■ **EXERCISE MATERIALS**
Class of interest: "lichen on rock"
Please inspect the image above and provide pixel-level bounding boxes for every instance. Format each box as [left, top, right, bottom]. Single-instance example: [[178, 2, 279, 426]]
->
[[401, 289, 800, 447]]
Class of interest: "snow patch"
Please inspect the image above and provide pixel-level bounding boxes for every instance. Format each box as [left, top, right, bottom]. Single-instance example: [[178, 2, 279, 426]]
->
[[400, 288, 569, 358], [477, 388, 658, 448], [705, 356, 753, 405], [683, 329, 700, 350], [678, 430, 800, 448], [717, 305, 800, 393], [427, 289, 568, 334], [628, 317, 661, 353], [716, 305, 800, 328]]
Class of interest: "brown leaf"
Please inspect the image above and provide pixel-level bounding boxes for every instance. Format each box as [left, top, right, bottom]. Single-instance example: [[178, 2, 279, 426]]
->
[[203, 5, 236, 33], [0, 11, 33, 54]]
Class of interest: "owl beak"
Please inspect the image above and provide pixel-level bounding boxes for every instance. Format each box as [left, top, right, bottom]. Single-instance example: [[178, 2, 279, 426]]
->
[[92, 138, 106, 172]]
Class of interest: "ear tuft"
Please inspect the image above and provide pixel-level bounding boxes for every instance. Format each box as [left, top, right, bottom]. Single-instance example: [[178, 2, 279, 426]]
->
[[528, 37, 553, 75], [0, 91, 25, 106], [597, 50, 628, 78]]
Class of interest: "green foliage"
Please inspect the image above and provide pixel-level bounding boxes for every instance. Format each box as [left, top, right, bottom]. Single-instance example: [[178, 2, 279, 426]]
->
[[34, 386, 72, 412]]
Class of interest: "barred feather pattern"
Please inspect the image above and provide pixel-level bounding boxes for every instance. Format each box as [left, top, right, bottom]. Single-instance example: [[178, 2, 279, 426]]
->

■ **WHAT TO PRODUCE**
Pick out each line in the items above that contains the word "Class".

■ **FINAL RESULT**
Class of interest: "lichen on rock"
Class of interest: "snow patch"
Class of interest: "brown leaf"
Class of interest: "owl beak"
Class of interest: "ear tuft"
Class of interest: "green foliage"
Class of interest: "barred feather pattern"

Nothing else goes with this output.